Natural language region descriptions

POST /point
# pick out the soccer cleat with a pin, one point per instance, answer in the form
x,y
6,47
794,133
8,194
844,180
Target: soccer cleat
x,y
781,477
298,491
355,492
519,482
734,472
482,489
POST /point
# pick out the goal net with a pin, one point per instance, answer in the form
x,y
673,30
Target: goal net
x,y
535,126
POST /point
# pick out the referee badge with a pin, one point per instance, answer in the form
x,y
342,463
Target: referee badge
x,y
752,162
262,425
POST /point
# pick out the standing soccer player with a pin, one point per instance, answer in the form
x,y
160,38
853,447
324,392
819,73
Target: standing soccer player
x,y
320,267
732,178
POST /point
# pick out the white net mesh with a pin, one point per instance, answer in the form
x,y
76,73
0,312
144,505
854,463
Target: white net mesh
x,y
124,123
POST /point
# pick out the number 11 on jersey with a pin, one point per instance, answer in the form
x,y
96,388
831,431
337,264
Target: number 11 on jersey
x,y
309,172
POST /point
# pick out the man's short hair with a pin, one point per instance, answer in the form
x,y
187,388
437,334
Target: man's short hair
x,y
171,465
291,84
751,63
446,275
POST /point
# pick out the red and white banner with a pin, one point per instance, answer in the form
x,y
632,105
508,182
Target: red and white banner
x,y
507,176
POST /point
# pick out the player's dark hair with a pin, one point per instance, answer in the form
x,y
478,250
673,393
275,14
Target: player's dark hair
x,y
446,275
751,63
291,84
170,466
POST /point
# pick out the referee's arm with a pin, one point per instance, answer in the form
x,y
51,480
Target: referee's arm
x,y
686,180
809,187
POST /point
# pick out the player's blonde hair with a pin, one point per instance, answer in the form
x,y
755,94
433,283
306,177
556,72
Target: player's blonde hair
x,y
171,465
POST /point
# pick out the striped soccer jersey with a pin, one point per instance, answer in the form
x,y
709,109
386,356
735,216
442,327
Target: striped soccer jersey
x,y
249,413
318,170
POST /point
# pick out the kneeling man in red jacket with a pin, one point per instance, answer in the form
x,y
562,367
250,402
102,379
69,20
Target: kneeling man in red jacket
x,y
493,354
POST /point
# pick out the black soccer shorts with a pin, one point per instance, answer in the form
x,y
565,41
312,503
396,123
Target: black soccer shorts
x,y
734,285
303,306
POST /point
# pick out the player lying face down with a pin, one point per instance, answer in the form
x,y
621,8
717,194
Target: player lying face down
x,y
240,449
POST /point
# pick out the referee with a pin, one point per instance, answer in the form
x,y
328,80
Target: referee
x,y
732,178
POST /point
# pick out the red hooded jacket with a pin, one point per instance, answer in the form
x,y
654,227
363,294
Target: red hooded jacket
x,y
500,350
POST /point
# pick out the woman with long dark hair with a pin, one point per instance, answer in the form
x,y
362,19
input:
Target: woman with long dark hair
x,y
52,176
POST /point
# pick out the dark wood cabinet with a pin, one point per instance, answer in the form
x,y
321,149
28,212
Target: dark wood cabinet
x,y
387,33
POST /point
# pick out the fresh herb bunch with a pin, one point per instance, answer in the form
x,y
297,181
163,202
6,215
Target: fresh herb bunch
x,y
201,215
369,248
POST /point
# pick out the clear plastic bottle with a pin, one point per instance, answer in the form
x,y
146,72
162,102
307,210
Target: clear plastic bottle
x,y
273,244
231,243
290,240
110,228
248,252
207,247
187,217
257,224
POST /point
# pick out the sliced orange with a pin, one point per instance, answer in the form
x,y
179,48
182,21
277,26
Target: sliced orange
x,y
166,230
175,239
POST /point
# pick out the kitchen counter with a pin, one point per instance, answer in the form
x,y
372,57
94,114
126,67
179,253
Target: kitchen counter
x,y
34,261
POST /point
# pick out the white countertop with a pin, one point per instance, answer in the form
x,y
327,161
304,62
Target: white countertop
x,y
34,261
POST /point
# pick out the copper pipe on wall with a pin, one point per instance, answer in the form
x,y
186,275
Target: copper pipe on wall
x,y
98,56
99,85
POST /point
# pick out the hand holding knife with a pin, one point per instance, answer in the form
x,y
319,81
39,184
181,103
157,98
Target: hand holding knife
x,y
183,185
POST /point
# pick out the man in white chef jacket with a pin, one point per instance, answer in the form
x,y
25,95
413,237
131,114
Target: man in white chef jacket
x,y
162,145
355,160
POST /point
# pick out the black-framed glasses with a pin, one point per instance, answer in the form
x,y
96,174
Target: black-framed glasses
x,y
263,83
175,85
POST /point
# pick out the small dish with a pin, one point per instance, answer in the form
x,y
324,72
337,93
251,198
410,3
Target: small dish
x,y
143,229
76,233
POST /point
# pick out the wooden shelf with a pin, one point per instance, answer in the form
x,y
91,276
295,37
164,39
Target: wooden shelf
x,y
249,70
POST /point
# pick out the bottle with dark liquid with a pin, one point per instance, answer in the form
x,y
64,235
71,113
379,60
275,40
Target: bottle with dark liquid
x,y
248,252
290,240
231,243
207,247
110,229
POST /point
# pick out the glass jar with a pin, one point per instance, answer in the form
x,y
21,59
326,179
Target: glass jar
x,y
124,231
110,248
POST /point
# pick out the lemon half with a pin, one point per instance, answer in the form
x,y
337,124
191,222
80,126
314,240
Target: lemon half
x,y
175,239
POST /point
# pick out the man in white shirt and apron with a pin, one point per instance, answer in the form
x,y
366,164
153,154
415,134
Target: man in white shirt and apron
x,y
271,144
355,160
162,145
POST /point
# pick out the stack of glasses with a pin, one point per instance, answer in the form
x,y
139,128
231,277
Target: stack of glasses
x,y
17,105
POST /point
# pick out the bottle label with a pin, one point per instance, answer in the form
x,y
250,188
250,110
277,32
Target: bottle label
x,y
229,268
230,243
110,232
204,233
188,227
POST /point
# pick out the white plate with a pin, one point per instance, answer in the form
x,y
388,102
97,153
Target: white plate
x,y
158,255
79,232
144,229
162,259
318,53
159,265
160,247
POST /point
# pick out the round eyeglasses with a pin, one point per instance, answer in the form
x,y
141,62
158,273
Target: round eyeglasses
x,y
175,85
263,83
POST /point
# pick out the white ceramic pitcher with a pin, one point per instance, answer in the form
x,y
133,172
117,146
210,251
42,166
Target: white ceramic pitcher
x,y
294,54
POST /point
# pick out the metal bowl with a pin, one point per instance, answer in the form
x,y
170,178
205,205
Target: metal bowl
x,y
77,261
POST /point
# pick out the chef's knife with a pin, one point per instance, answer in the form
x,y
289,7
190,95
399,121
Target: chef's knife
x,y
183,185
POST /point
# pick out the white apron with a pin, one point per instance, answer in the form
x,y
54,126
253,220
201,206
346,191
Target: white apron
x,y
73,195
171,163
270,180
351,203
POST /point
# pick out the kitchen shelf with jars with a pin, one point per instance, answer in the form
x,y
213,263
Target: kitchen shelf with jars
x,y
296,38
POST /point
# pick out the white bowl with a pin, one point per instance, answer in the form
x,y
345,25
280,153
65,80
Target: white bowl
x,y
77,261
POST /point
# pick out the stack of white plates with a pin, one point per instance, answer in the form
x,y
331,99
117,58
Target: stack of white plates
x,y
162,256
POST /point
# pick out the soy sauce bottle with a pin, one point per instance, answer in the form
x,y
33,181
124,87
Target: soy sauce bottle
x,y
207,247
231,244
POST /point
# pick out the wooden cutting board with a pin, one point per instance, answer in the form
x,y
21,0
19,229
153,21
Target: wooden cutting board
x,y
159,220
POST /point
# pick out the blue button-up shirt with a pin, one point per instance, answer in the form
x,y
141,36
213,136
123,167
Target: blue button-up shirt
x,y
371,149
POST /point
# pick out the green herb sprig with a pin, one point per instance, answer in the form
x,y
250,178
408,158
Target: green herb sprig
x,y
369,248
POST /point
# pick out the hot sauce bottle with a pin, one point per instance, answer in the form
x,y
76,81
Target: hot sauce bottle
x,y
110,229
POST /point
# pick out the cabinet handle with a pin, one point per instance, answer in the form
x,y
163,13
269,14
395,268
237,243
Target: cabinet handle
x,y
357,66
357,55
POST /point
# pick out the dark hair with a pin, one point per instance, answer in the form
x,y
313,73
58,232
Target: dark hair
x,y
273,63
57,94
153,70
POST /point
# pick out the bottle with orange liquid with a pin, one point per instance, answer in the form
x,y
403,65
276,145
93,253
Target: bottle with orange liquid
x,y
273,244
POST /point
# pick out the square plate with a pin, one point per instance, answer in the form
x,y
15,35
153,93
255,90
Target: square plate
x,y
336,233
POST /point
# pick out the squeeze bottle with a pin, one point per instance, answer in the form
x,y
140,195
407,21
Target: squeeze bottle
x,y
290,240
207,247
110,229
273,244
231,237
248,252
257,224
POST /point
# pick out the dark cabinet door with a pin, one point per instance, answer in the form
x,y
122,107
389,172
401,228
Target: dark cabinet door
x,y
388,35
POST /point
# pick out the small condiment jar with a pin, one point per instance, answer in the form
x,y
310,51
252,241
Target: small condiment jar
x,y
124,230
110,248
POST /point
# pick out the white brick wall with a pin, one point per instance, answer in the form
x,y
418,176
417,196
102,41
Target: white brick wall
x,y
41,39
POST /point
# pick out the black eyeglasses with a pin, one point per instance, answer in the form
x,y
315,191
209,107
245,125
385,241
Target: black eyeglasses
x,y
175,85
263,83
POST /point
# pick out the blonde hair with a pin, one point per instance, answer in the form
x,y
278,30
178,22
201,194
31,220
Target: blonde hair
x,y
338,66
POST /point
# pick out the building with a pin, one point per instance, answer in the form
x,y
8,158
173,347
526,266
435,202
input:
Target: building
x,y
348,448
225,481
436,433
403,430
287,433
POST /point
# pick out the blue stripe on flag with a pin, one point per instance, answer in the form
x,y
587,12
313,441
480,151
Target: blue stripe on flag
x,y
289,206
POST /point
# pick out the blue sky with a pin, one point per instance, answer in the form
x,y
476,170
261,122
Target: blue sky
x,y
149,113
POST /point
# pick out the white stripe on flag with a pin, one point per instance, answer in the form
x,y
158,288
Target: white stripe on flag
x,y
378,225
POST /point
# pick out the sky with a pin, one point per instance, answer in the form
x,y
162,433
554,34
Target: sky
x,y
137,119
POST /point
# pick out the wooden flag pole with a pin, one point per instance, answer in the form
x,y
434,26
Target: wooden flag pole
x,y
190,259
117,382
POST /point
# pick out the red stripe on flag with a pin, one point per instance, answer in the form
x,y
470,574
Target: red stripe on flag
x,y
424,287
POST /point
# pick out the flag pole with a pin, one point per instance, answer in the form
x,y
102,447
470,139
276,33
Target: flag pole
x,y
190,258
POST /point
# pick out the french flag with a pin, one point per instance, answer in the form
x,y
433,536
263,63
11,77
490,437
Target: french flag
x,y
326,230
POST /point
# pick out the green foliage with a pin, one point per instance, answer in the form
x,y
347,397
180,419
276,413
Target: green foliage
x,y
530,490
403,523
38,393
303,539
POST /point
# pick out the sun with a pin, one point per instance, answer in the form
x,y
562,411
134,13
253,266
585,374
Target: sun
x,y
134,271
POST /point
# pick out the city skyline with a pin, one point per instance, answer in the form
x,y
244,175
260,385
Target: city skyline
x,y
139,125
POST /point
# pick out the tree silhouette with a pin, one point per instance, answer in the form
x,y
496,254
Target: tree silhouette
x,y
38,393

- [GOAL OF THE EXERCISE] Copy the records above exactly, from the first line through the line containing "# pick out the white net", and include nothing else.

- [ANSWER SECTION]
POST /point
# pick out the soccer cleat with a pin, one point per instance, answer in the form
x,y
6,47
794,133
8,194
844,180
Target: soccer cleat
x,y
781,477
298,491
355,492
519,482
734,472
482,489
POST /point
# pick out the goal net with a pin, one point per instance, answer in the form
x,y
673,30
Target: goal net
x,y
535,126
POST /point
# pick out the referee badge with a pin, one point per instance, answer in the form
x,y
342,463
Target: referee badge
x,y
752,162
262,425
POST /point
# pick out the standing soccer player with a pin, one point per instance, answer in the form
x,y
160,38
853,447
324,392
819,73
Target: standing soccer player
x,y
320,267
732,178
POST /point
# pick out the white net mesh with a pin, one point per instance, answer in the form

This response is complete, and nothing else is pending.